数据集中的条目
——

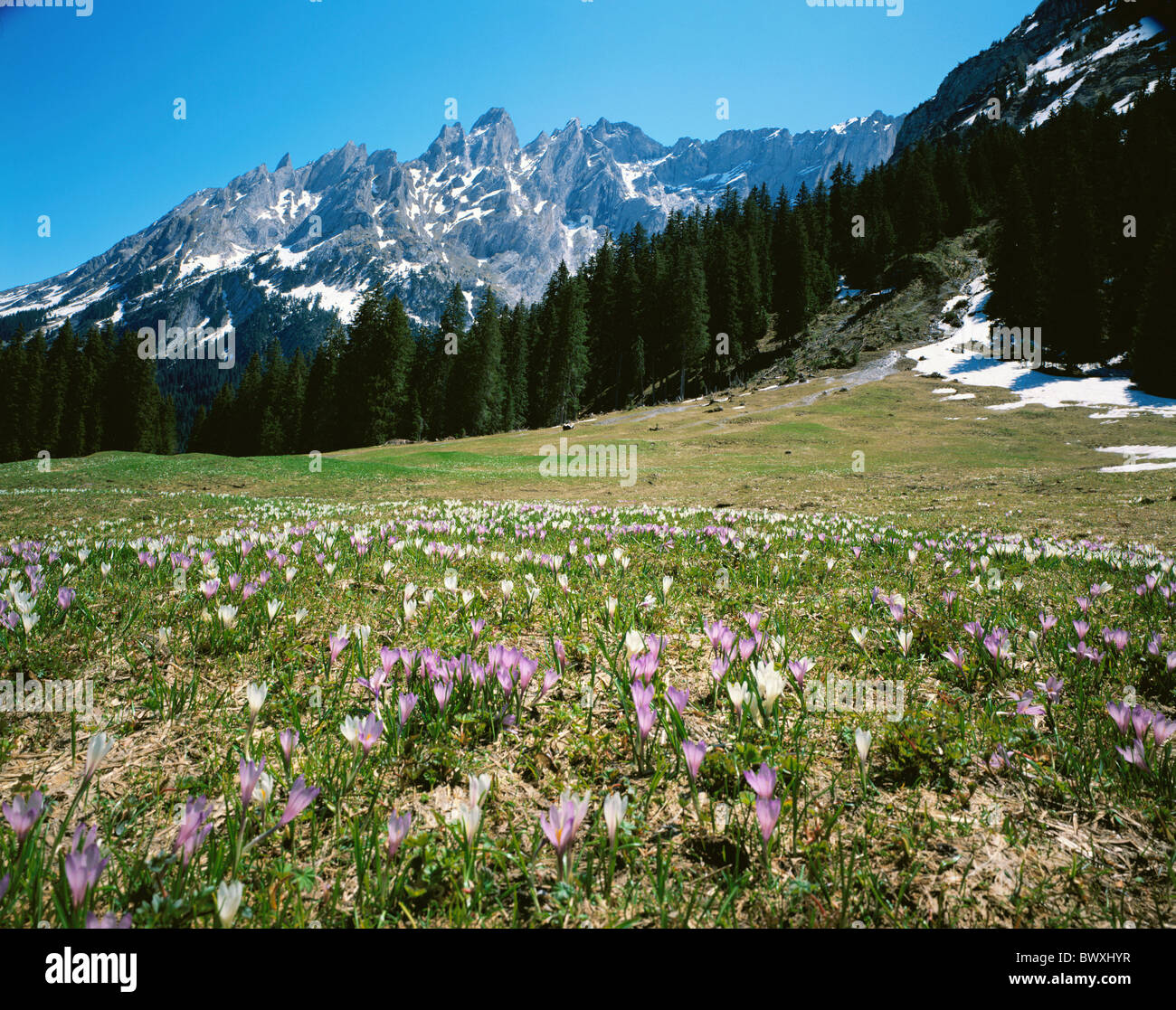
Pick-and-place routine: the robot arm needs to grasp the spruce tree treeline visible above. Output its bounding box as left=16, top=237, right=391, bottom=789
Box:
left=0, top=320, right=176, bottom=462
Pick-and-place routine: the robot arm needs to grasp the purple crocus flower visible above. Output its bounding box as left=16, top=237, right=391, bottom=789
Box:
left=359, top=712, right=384, bottom=757
left=1132, top=705, right=1155, bottom=740
left=400, top=692, right=416, bottom=729
left=1152, top=713, right=1176, bottom=747
left=86, top=911, right=130, bottom=929
left=172, top=796, right=213, bottom=866
left=3, top=789, right=44, bottom=842
left=638, top=704, right=658, bottom=741
left=330, top=635, right=350, bottom=665
left=356, top=670, right=388, bottom=704
left=1038, top=677, right=1066, bottom=705
left=538, top=803, right=576, bottom=862
left=1008, top=688, right=1046, bottom=715
left=432, top=677, right=453, bottom=712
left=278, top=775, right=318, bottom=827
left=240, top=757, right=266, bottom=807
left=682, top=740, right=707, bottom=782
left=1114, top=740, right=1148, bottom=770
left=630, top=681, right=654, bottom=708
left=744, top=762, right=776, bottom=799
left=278, top=729, right=298, bottom=774
left=538, top=670, right=560, bottom=697
left=755, top=796, right=780, bottom=845
left=1106, top=702, right=1132, bottom=736
left=66, top=823, right=109, bottom=908
left=788, top=656, right=812, bottom=690
left=388, top=810, right=413, bottom=860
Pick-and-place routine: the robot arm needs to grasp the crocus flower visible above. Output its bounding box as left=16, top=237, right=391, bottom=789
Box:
left=399, top=692, right=416, bottom=729
left=469, top=775, right=494, bottom=807
left=238, top=757, right=266, bottom=807
left=538, top=670, right=560, bottom=697
left=1038, top=677, right=1066, bottom=705
left=278, top=775, right=318, bottom=826
left=388, top=809, right=413, bottom=860
left=216, top=881, right=244, bottom=929
left=172, top=796, right=213, bottom=866
left=1132, top=705, right=1155, bottom=740
left=726, top=684, right=752, bottom=715
left=1106, top=702, right=1132, bottom=736
left=788, top=656, right=812, bottom=690
left=682, top=740, right=707, bottom=780
left=988, top=743, right=1012, bottom=771
left=66, top=825, right=109, bottom=908
left=604, top=792, right=630, bottom=845
left=3, top=789, right=44, bottom=842
left=538, top=803, right=576, bottom=873
left=755, top=796, right=780, bottom=845
left=278, top=729, right=299, bottom=775
left=359, top=712, right=384, bottom=757
left=432, top=677, right=453, bottom=712
left=82, top=732, right=114, bottom=784
left=638, top=705, right=658, bottom=740
left=1008, top=688, right=1046, bottom=715
left=744, top=762, right=776, bottom=799
left=338, top=715, right=360, bottom=754
left=1114, top=740, right=1148, bottom=770
left=86, top=911, right=130, bottom=929
left=458, top=803, right=482, bottom=845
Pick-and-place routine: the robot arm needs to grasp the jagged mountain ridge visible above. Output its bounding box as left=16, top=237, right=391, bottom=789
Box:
left=895, top=0, right=1176, bottom=154
left=0, top=109, right=902, bottom=326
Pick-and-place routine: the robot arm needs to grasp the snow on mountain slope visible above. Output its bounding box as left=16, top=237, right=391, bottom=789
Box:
left=0, top=109, right=902, bottom=326
left=896, top=0, right=1176, bottom=153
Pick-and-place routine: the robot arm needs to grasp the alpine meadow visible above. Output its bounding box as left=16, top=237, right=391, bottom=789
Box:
left=0, top=0, right=1176, bottom=968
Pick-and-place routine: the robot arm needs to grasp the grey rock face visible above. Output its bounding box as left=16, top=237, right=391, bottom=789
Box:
left=0, top=109, right=902, bottom=325
left=896, top=0, right=1176, bottom=153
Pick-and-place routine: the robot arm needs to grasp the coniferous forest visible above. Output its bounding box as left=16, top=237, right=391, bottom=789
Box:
left=0, top=86, right=1176, bottom=459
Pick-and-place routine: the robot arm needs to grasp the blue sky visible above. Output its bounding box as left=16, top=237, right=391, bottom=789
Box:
left=0, top=0, right=1036, bottom=289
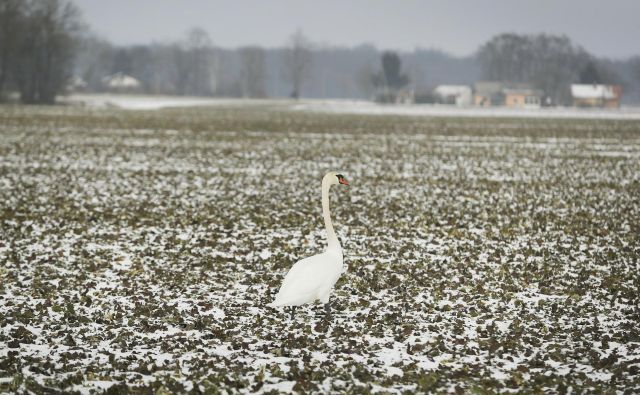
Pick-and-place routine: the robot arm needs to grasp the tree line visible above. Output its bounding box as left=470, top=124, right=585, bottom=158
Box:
left=0, top=0, right=640, bottom=105
left=0, top=0, right=82, bottom=104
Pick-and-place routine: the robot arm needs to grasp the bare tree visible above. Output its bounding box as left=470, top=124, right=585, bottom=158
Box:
left=175, top=28, right=215, bottom=96
left=285, top=30, right=312, bottom=99
left=0, top=0, right=25, bottom=99
left=478, top=33, right=590, bottom=103
left=14, top=0, right=82, bottom=104
left=240, top=47, right=266, bottom=97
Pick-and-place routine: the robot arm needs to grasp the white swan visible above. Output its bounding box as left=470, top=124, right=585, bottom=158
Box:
left=269, top=172, right=349, bottom=317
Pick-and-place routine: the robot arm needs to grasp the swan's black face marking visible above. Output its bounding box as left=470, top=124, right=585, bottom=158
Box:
left=336, top=174, right=349, bottom=185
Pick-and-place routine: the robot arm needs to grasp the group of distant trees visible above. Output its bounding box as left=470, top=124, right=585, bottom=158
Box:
left=0, top=0, right=640, bottom=105
left=0, top=0, right=82, bottom=104
left=477, top=33, right=619, bottom=104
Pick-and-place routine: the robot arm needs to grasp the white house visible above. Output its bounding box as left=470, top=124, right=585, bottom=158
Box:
left=571, top=84, right=622, bottom=108
left=102, top=73, right=142, bottom=91
left=434, top=85, right=473, bottom=106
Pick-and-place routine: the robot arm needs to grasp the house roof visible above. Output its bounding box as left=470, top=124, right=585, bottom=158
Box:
left=435, top=85, right=471, bottom=96
left=102, top=73, right=141, bottom=88
left=504, top=88, right=543, bottom=97
left=571, top=84, right=618, bottom=99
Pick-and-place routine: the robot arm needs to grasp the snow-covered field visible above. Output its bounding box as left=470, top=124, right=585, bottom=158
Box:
left=62, top=94, right=640, bottom=120
left=62, top=94, right=640, bottom=120
left=0, top=103, right=640, bottom=393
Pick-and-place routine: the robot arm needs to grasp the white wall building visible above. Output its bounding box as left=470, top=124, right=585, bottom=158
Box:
left=434, top=85, right=473, bottom=106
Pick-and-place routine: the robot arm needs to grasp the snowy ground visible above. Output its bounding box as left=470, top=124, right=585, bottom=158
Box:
left=62, top=94, right=640, bottom=120
left=0, top=104, right=640, bottom=393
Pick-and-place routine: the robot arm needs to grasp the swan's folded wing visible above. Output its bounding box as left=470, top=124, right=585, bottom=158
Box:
left=272, top=254, right=327, bottom=306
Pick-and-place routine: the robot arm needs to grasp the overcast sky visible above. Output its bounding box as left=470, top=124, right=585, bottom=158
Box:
left=73, top=0, right=640, bottom=58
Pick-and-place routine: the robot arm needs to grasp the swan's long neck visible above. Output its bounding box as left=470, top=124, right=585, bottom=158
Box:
left=322, top=180, right=340, bottom=250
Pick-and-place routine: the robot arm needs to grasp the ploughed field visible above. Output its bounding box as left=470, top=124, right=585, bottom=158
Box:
left=0, top=103, right=640, bottom=393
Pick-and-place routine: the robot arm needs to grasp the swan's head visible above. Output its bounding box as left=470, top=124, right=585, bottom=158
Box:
left=324, top=171, right=349, bottom=185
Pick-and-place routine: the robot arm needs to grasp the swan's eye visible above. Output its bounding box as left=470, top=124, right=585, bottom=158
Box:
left=336, top=174, right=349, bottom=185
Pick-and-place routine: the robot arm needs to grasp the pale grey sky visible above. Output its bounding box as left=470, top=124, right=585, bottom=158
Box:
left=73, top=0, right=640, bottom=58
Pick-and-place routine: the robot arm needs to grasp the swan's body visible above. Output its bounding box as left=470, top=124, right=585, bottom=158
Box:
left=269, top=172, right=349, bottom=307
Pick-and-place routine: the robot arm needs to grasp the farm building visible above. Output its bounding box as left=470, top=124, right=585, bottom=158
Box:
left=434, top=85, right=473, bottom=106
left=571, top=84, right=622, bottom=108
left=102, top=73, right=142, bottom=92
left=503, top=88, right=542, bottom=108
left=473, top=81, right=504, bottom=107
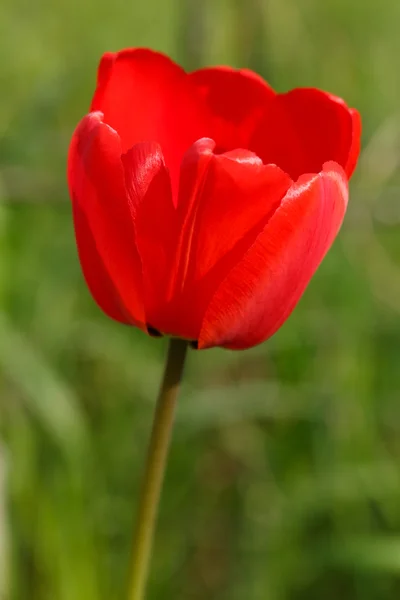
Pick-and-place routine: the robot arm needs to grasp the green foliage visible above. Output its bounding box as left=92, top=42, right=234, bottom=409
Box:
left=0, top=0, right=400, bottom=600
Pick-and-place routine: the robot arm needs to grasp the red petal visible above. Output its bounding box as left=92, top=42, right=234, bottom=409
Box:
left=155, top=140, right=291, bottom=339
left=189, top=67, right=275, bottom=152
left=91, top=48, right=209, bottom=195
left=68, top=113, right=145, bottom=329
left=345, top=108, right=361, bottom=179
left=199, top=162, right=348, bottom=349
left=122, top=142, right=173, bottom=331
left=249, top=89, right=359, bottom=179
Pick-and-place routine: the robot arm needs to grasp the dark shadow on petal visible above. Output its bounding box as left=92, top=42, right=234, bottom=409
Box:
left=147, top=325, right=163, bottom=337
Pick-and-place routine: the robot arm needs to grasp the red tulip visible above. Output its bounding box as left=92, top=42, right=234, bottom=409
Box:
left=68, top=49, right=360, bottom=349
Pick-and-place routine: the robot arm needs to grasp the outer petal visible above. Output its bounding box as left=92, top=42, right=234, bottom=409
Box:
left=345, top=108, right=361, bottom=179
left=199, top=162, right=348, bottom=349
left=150, top=139, right=291, bottom=339
left=189, top=67, right=275, bottom=152
left=249, top=88, right=360, bottom=179
left=91, top=48, right=207, bottom=196
left=68, top=113, right=146, bottom=329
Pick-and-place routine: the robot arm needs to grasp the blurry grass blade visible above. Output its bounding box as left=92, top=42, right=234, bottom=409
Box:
left=0, top=313, right=86, bottom=454
left=333, top=536, right=400, bottom=575
left=0, top=445, right=9, bottom=598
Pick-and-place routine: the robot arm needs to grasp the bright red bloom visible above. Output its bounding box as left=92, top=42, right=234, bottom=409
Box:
left=68, top=49, right=361, bottom=349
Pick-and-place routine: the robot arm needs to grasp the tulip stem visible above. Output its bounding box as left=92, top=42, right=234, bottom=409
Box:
left=128, top=338, right=187, bottom=600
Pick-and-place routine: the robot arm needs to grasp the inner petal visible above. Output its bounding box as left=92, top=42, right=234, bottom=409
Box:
left=157, top=140, right=291, bottom=339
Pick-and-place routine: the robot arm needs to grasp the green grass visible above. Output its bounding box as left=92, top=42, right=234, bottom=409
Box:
left=0, top=0, right=400, bottom=600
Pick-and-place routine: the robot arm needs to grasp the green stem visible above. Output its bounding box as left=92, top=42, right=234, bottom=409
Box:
left=128, top=339, right=187, bottom=600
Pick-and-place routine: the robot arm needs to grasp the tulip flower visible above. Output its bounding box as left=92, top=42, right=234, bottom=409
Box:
left=68, top=49, right=360, bottom=349
left=68, top=49, right=361, bottom=600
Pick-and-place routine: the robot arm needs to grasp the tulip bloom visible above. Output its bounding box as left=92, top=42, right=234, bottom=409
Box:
left=68, top=49, right=361, bottom=349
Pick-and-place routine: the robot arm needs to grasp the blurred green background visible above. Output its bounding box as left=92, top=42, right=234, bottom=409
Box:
left=0, top=0, right=400, bottom=600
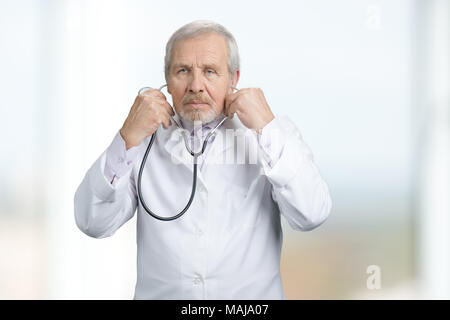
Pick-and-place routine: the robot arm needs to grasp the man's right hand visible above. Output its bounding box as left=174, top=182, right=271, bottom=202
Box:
left=120, top=89, right=175, bottom=150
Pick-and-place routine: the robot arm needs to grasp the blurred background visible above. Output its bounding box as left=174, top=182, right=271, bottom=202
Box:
left=0, top=0, right=450, bottom=299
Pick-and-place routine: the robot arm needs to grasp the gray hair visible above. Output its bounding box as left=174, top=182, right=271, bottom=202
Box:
left=164, top=20, right=240, bottom=79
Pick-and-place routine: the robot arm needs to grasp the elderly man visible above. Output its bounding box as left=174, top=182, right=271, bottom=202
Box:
left=75, top=21, right=332, bottom=299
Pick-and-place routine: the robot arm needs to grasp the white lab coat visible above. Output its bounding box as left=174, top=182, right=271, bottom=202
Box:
left=75, top=116, right=332, bottom=299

——

- _任务说明_: 把从含有“Pick-and-place routine: the robot arm needs to grasp the blue”的那一行到含有“left=0, top=0, right=1036, bottom=289”的那一行重新写出，其中的“blue sky”改成“cloudy sky”，其余不变。

- _输出结果_:
Pick-and-place routine: the robot arm needs to grasp the cloudy sky visible above. Output its bounding box as left=16, top=237, right=391, bottom=789
Box:
left=0, top=0, right=1036, bottom=289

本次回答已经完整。